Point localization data
╔══

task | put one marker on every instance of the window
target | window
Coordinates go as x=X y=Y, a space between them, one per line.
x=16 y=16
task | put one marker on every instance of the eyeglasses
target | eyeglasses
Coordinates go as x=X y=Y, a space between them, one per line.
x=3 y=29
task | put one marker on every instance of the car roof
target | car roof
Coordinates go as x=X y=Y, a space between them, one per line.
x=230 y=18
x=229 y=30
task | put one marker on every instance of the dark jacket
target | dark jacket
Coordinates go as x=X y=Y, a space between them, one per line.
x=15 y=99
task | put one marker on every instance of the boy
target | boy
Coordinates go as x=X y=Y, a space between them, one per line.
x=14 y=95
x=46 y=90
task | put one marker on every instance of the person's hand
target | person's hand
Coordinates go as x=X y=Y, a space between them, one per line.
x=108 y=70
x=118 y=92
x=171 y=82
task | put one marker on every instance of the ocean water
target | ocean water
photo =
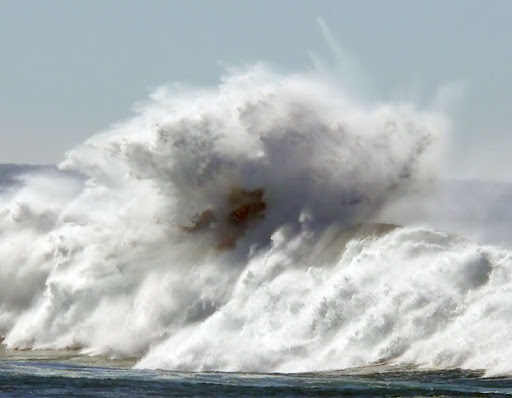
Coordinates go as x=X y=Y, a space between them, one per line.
x=273 y=235
x=69 y=374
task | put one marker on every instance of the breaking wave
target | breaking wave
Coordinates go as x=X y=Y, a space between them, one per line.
x=124 y=257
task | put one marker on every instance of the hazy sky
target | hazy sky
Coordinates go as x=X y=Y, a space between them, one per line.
x=70 y=68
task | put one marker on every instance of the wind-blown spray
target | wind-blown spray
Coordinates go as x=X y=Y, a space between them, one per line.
x=107 y=262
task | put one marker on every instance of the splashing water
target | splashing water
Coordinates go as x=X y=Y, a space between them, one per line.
x=103 y=263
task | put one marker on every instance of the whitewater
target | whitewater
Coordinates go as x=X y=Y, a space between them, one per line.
x=101 y=256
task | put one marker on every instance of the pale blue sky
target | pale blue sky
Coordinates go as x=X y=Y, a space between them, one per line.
x=70 y=68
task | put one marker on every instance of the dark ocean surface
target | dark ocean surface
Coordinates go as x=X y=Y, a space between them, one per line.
x=74 y=376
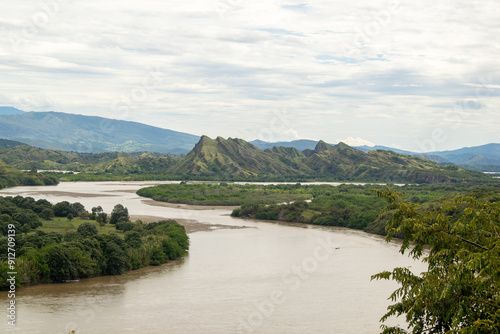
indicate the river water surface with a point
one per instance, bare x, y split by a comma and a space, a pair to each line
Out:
264, 278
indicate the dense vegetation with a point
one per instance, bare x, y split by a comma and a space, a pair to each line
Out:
26, 157
70, 132
235, 159
10, 177
354, 206
224, 193
85, 248
460, 292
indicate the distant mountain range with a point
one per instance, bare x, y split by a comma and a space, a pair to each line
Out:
78, 133
485, 158
236, 159
70, 132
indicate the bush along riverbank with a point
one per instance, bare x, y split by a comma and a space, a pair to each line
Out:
31, 245
355, 206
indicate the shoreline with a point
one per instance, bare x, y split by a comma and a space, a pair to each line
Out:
190, 225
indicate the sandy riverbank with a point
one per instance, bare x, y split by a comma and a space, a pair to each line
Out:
188, 206
191, 226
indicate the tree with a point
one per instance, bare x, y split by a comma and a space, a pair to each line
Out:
87, 229
47, 214
460, 292
119, 213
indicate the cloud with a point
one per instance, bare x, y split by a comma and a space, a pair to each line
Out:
388, 71
356, 141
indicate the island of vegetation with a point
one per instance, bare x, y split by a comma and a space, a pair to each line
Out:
346, 205
64, 242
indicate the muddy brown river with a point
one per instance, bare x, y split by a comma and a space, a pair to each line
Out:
264, 278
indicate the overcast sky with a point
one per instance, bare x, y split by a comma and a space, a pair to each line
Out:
419, 75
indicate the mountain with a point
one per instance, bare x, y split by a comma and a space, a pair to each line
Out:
301, 144
5, 143
365, 148
10, 111
479, 158
70, 132
27, 157
230, 158
236, 158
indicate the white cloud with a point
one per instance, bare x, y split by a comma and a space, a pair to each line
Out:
356, 141
375, 69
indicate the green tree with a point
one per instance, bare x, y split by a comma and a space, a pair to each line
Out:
460, 292
47, 213
87, 229
119, 213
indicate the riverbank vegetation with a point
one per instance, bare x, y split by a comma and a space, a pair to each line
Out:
237, 160
223, 193
60, 242
346, 205
354, 206
460, 292
11, 177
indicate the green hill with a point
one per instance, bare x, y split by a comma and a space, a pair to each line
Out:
11, 177
69, 132
5, 143
236, 159
233, 158
26, 157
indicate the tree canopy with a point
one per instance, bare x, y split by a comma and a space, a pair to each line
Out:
460, 242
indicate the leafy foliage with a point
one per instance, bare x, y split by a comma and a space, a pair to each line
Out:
224, 193
460, 241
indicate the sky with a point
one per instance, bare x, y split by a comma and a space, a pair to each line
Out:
417, 75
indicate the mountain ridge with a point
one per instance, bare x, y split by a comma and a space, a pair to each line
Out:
94, 134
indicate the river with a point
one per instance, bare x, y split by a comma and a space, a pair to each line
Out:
264, 278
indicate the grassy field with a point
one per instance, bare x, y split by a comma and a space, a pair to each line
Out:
63, 225
225, 194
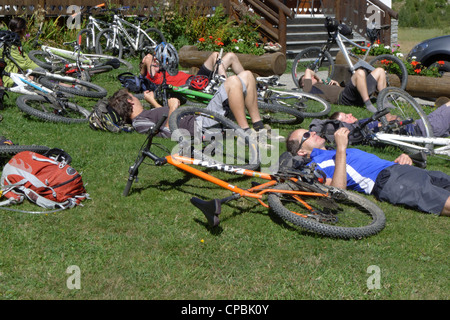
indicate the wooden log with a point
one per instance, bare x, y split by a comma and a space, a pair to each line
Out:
266, 65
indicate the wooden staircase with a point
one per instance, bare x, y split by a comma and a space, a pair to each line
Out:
308, 31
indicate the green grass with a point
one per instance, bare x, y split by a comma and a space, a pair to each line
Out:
154, 244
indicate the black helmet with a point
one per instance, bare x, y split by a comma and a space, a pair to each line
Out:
167, 56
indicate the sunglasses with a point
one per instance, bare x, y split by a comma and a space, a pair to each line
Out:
305, 137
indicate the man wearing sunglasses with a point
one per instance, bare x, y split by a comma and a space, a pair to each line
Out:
396, 182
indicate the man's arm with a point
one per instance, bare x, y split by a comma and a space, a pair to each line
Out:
339, 179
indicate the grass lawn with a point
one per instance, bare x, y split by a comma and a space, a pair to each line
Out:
154, 244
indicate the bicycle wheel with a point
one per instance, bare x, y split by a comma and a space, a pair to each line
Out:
309, 105
44, 60
343, 214
396, 73
404, 107
214, 138
307, 58
85, 40
147, 45
107, 43
73, 86
6, 150
42, 108
278, 114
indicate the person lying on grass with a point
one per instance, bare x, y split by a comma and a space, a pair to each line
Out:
439, 120
396, 182
356, 93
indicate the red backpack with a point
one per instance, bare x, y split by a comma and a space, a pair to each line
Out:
49, 181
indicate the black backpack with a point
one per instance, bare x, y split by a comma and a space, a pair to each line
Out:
326, 128
135, 84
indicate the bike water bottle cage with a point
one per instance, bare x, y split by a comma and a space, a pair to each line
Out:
373, 34
167, 56
10, 38
199, 82
331, 24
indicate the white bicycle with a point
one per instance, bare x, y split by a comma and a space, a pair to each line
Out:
82, 65
86, 37
137, 40
403, 131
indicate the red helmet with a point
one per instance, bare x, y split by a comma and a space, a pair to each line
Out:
199, 82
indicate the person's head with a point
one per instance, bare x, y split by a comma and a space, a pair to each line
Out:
314, 80
18, 25
301, 142
343, 117
125, 104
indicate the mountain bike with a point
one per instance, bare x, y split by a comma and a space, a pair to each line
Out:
297, 196
309, 105
8, 148
406, 110
75, 62
87, 37
319, 59
123, 35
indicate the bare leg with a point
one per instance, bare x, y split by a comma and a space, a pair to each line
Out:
446, 210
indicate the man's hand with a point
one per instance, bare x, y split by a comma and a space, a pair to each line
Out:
341, 138
404, 159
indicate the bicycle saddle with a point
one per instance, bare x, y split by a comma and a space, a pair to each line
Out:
10, 37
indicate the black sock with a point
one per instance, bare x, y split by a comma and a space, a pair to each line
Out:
258, 125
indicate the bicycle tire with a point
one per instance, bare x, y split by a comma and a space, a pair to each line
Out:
213, 152
8, 150
104, 44
358, 217
306, 58
396, 72
405, 107
40, 107
145, 46
85, 40
277, 114
309, 105
74, 86
44, 60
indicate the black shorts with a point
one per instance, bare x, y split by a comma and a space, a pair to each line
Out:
413, 187
350, 95
203, 71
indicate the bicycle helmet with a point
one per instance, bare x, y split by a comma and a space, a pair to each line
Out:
199, 82
167, 56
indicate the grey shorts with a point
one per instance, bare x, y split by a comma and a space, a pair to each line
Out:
413, 187
350, 95
219, 104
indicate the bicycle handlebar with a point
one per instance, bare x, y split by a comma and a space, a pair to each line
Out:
376, 116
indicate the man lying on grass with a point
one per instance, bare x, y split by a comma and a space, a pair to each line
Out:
396, 182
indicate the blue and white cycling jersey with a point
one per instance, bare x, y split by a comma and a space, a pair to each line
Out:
362, 167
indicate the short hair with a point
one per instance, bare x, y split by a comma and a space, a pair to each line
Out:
119, 101
17, 25
335, 115
292, 145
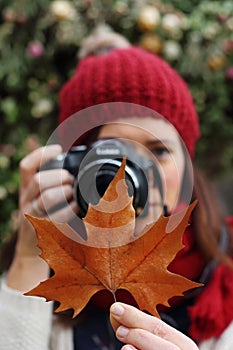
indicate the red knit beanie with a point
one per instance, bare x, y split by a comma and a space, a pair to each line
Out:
135, 76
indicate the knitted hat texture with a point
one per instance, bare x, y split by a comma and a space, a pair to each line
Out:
135, 76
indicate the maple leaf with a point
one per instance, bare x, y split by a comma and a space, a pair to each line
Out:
112, 258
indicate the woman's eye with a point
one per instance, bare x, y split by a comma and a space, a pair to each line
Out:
161, 152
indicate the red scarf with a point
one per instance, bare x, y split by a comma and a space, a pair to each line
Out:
213, 309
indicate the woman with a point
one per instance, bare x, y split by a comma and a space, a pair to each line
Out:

╚══

**Your task**
Which lines above contain the word "blue"? Copy each of them.

**Solution to the exercise**
task | put one marker on every instance of the pale blue sky
target | pale blue sky
indicate the blue and white cycling jersey with a point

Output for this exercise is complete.